## Problem a:
Update the Excel export post by giving everything from "Again, I reiterate" down to "will we need?" again, with "lstSheets" replaced by "sheetNames".

The new version of Office give us some niceties not afforded to the 2003 version. Some neat niceties (the Excel file being a glorified Zip file, with XML standards), and some practical niceties... in the case of the latter, the elimination of that pesky 65536 row limitation. Alas, with my enterprise still on 2003, it is a limitation we developers need to live with. We have various utilities in .Net that export results out to Excel spreadsheets, because let's face it, as an ad-hoc BI tool, Excel is pretty darn good at analyzing volumes of data.
With that in mind, when you have a requirement for large amounts of data (think in the hundreds of thousands of rows) to be published out to an Excel 2003 Workbook, it poses a little bit of a challenge. Specifically, how do you break up your results into Pages of Worksheets (65536 rows in each page) that the end-users can manipulate to their hearts' contentment? A couple of issues you run into: (a) How to break down your results in chunks of 65536 rows and (b) How to insert them blocks at a time without blowing through the Range.Value2's memory limitation (which, as far as I can tell, is not even published)?
I came up with a routine that facilitates this functionality. Just a fair word of warning, it's a bit of a hack, using standard ADO .Net objects and clever pasting of arrays to the Range.Value2 property of the Excel Interop Model while gratuitously calling the Garbage Collector so we don't blow through our memory allocation (because it uses up a bunch to begin with in persisting the results to memory as an ADO .Net DataTable).
Not my neatest of routines, but it gets the job done. An obvious improvement would be to break down the work in multiple subroutines. Another improvement could be the utilization of memory -- I've only tested this routine for the upper bounds of our data requirements (about 900,000 points of data?), so for larger data requirements, you may need to tune it a bit so it will not blow through the assembly's memory allocation. Of course, if you come up with a clever way to clean the code up a bit, I'd be happy to hear about it!
Again, I reiterate my HACK ALERT statement:
Public Shared Function ExportToExcel(ByVal conn As SqlConnection, ByVal sql As String, _
Optional ByVal path As String = Nothing) As String
Dim excel As Application
Try
Dim destination As System.IO.DirectoryInfo
Dim workbook_full_path As String
Dim dtResult As New System.Data.DataTable
Dim lstSheets As New Generic.List(Of String)
' First grab the result set
Dim cmdResult As New SqlCommand(sql, conn)
Dim rdr As SqlDataReader = cmdResult.ExecuteReader
dtResult.Load(rdr)
' How many sheets will we need?
Dim sheet_count As Integer = SheetCount(dtResult.Rows.Count)
' Generate a new Guid for the Workbook name.
Dim workbook_name As String = System.Guid.NewGuid().ToString()
' First validate the destination
If String.IsNullOrEmpty(path) = False Then
If System.IO.Directory.Exists(path) Then
destination = New System.IO.DirectoryInfo(path)
Else
' Attempt to create it
destination = System.IO.Directory.CreateDirectory(path)

[Dataset items]

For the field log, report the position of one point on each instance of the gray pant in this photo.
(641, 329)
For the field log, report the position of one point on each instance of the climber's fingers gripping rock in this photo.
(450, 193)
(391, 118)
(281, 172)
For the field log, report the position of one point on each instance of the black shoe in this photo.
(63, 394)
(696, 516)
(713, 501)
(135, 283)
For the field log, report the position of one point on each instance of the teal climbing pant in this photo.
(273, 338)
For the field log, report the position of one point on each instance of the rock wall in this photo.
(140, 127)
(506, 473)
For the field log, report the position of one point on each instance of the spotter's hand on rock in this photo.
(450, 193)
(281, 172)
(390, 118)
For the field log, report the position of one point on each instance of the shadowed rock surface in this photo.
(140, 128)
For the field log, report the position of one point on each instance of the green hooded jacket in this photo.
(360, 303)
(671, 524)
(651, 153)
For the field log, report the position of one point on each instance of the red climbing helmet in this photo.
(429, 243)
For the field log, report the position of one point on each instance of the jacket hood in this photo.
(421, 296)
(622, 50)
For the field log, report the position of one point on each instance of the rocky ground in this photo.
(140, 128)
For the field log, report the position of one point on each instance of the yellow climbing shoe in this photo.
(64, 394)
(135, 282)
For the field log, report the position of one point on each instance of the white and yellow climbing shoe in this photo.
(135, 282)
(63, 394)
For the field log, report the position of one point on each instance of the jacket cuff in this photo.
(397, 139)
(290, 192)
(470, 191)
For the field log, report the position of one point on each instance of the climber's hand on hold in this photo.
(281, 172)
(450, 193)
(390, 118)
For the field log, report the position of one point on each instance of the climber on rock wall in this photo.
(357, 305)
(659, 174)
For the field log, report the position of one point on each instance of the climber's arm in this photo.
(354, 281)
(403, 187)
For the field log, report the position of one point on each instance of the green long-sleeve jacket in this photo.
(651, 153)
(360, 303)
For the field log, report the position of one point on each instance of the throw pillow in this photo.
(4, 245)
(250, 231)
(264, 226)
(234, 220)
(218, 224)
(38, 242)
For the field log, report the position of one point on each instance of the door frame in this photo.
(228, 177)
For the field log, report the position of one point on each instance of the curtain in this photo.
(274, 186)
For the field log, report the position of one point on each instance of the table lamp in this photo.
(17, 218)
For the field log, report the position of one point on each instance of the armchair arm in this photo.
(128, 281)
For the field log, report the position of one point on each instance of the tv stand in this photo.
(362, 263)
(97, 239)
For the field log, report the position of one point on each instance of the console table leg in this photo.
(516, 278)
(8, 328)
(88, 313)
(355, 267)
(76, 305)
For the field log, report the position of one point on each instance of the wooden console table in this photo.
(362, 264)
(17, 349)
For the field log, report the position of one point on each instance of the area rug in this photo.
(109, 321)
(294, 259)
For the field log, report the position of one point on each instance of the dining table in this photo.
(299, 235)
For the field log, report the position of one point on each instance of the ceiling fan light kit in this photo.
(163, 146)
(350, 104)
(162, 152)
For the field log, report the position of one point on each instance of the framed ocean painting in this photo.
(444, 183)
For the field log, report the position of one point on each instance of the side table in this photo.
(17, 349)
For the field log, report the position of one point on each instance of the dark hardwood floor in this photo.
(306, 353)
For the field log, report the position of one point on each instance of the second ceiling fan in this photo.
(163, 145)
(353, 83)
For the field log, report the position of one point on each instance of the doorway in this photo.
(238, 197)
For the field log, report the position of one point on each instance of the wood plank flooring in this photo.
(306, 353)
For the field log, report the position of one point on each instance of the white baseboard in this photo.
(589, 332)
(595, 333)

==

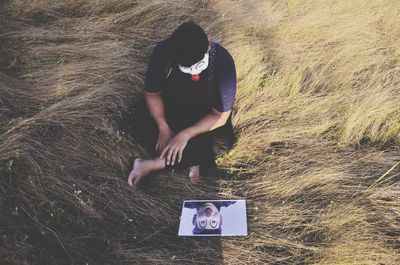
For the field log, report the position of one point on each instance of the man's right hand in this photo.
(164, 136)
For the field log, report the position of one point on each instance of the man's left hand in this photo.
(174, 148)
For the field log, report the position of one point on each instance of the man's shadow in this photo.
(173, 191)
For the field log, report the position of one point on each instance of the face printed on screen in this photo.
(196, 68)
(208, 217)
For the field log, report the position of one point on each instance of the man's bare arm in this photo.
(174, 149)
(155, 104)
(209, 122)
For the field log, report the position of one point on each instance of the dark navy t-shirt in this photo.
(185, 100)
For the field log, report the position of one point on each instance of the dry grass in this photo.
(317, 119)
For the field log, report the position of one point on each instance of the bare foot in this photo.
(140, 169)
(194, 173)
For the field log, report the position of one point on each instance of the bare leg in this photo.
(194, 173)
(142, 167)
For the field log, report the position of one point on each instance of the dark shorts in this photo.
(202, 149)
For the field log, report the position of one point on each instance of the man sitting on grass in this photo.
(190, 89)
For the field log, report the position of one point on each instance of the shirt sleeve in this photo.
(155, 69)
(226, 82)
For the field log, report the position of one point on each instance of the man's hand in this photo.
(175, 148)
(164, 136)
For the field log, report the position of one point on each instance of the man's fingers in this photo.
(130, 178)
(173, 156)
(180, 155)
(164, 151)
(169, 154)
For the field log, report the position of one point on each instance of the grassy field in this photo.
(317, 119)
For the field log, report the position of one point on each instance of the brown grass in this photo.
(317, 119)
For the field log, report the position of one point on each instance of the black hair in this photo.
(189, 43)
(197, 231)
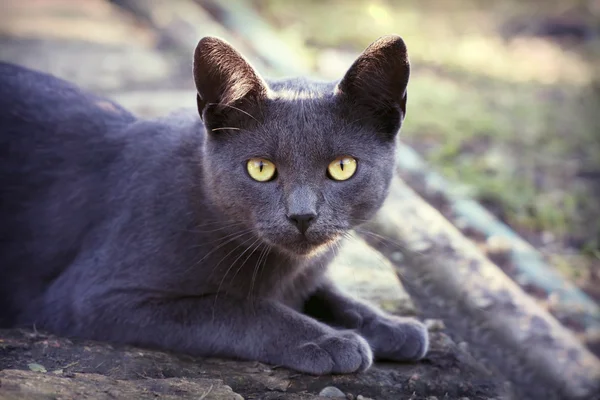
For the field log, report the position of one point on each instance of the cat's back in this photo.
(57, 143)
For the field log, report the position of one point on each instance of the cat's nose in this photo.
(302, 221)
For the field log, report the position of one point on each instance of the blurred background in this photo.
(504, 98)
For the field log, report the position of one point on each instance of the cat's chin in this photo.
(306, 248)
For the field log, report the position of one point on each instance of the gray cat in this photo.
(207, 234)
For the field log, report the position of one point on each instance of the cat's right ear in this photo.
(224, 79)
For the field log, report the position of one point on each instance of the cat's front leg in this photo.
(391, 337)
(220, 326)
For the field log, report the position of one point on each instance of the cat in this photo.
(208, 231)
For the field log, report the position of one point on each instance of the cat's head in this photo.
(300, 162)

--

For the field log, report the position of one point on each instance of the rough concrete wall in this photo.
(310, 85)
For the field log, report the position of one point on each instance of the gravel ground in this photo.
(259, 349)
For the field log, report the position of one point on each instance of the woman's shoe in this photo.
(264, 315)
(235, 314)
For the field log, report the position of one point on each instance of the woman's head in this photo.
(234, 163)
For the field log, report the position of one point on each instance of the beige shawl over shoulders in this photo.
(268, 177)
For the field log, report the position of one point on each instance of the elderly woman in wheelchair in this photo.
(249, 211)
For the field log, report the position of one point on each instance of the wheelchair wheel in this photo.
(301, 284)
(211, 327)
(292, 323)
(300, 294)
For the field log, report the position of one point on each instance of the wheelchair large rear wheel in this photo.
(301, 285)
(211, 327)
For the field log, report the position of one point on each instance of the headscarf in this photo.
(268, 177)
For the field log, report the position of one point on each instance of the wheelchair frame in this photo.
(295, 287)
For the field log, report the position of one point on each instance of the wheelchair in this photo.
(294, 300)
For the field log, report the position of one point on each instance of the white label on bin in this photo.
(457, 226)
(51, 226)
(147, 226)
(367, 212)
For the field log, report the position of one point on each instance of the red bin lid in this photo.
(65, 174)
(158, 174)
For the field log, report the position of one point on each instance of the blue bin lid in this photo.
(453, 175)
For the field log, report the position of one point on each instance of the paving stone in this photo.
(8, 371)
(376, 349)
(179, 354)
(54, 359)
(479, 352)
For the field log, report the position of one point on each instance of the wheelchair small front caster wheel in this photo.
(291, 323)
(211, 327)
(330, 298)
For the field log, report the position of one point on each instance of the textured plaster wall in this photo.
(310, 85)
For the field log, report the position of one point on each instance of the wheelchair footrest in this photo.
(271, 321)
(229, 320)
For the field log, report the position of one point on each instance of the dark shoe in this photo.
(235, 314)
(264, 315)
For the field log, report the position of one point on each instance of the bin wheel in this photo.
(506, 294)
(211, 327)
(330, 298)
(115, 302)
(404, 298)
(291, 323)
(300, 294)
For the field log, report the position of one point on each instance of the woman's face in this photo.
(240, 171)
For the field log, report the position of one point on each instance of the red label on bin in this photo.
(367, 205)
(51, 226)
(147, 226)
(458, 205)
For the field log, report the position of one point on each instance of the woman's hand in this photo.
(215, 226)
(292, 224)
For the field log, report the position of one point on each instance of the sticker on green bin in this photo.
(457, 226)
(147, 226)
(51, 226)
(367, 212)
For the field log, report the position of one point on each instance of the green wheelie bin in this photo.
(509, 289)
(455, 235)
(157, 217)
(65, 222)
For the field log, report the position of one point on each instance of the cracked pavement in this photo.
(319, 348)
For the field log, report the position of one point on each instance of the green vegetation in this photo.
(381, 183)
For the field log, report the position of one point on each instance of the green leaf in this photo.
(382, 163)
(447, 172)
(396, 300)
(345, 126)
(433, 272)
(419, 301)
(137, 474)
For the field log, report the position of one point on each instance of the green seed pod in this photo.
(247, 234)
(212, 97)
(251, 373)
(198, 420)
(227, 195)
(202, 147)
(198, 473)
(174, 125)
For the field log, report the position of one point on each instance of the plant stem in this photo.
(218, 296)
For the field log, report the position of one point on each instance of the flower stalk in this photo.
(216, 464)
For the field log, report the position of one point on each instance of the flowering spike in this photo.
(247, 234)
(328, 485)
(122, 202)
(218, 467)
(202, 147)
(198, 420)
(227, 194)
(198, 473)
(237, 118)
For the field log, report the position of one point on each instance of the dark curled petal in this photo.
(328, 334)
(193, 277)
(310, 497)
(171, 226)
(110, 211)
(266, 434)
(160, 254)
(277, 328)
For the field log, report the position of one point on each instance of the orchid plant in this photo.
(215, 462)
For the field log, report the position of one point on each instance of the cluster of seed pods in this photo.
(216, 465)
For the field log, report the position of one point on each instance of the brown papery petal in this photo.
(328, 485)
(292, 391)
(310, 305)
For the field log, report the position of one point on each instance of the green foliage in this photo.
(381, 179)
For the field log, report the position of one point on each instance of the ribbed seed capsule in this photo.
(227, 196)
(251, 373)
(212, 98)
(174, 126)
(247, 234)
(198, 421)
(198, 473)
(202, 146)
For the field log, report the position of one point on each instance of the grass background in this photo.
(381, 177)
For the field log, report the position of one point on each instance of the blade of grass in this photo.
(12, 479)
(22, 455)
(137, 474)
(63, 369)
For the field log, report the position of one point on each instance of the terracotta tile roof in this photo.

## Problem b:
Set down the records, unchanged, from the line that contains "spike in this photo." down to the line that contains "roof in this photo.", including both of those lines.

## Correct response a:
Again, I reiterate my HACK ALERT statement:
Public Shared Function ExportToExcel(ByVal conn As SqlConnection, ByVal sql As String, _
Optional ByVal path As String = Nothing) As String
Dim excel As Application
Try
Dim destination As System.IO.DirectoryInfo
Dim workbook_full_path As String
Dim dtResult As New System.Data.DataTable
Dim sheetNames As New Generic.List(Of String)
' First grab the result set
Dim cmdResult As New SqlCommand(sql, conn)
Dim rdr As SqlDataReader = cmdResult.ExecuteReader
dtResult.Load(rdr)
' How many sheets will we need?

## Correct response b:
For the field log, report the position of one point on each instance of the flowering spike in this photo.
(247, 234)
(328, 485)
(122, 202)
(218, 467)
(202, 147)
(198, 420)
(227, 194)
(198, 473)
(237, 118)
For the field log, report the position of one point on each instance of the dark curled petal in this photo.
(328, 334)
(193, 277)
(310, 497)
(171, 226)
(110, 211)
(266, 434)
(160, 254)
(277, 328)
For the field log, report the position of one point on each instance of the orchid plant in this photo.
(215, 462)
For the field log, report the position of one point on each instance of the cluster of seed pods in this photo.
(216, 465)
For the field log, report the position of one point on each instance of the brown papery petal in this photo.
(328, 485)
(292, 391)
(310, 305)
For the field log, report the position of one point on each instance of the green foliage in this photo.
(381, 179)
For the field log, report the position of one point on each instance of the ribbed seed capsule in this photo.
(227, 196)
(251, 373)
(212, 98)
(174, 126)
(247, 234)
(198, 421)
(198, 473)
(202, 146)
For the field log, report the position of one point on each instance of the grass background in this photo.
(381, 177)
For the field log, report the position of one point on each instance of the blade of grass in this photo.
(12, 479)
(22, 455)
(137, 474)
(63, 369)
For the field log, report the position of one point on each instance of the terracotta tile roof in this photo.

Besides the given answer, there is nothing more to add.